------ Selected text ------
How to Extract Data from PDF in C#

Introduction

Extracting data from PDFs is crucial for saving time on manual inputting. This article explains how developers can use the IronPDF library to extract text and images from PDF documents.

IronPDF: C# PDF Library

IronPDF is a .NET library that can be used to create, edit and convert PDF files. It provides an easy-to-use API for developers to use in their applications. It is one of the most popular libraries for creating, editing, and converting PDF files globally. With IronPDF, you can create a straightforward and quick solution to PDFs. Your text will be customized for each document, your layout will be set up for easy reading, and your graphics will be designed with help from the accompanying .NET program.

The IronPDF library has a fantastic feature for extracting data from PDF files. This article will look at how to extract data using IronPDF. First, a C# Project needs to be created or opened. Let's move on to the next section.
------
-- Required tasks --
1/ According to the PDF extraction article, why is extracting data from PDFs important?
2/ Write out the stretch of the PDF extraction article from "Introduction" through "accompanying .NET program.".
The data that follow come from a different source than the PDF extraction article.
------ Stored data ------
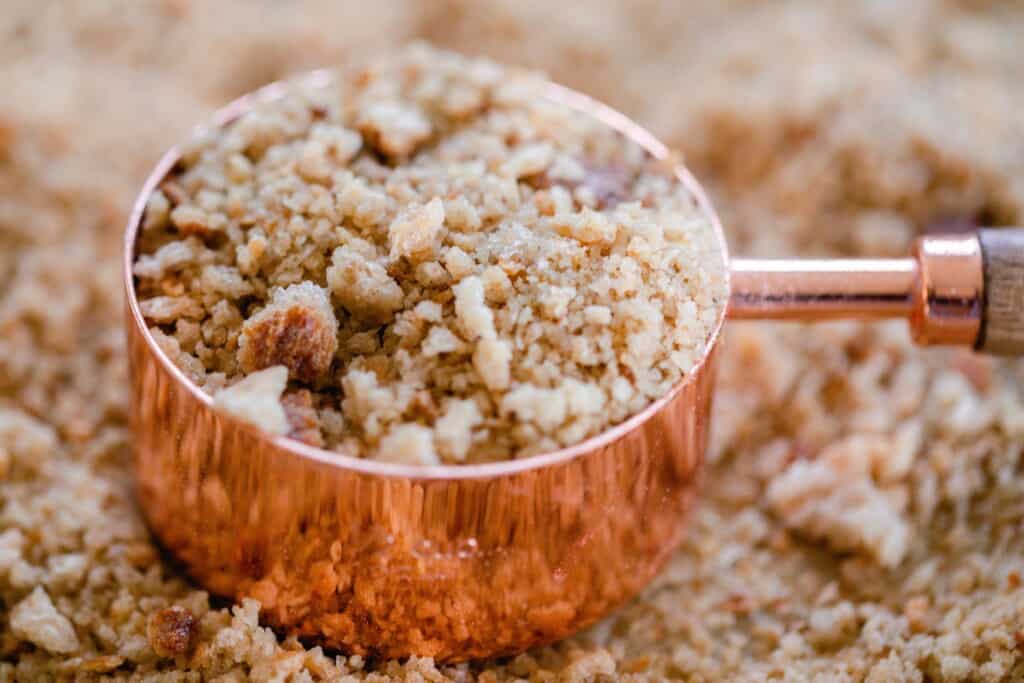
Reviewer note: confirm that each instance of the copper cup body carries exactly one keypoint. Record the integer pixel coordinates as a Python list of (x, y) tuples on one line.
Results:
------
-- Answers provided --
1/ Extracting data from PDFs is important because it saves time that would otherwise be spent on manual inputting.

2/
Introduction

Extracting data from PDFs is crucial for saving time on manual inputting. This article explains how developers can use the IronPDF library to extract text and images from PDF documents.

IronPDF: C# PDF Library

IronPDF is a .NET library that can be used to create, edit and convert PDF files. It provides an easy-to-use API for developers to use in their applications. It is one of the most popular libraries for creating, editing, and converting PDF files globally. With IronPDF, you can create a straightforward and quick solution to PDFs. Your text will be customized for each document, your layout will be set up for easy reading, and your graphics will be designed with help from the accompanying .NET program.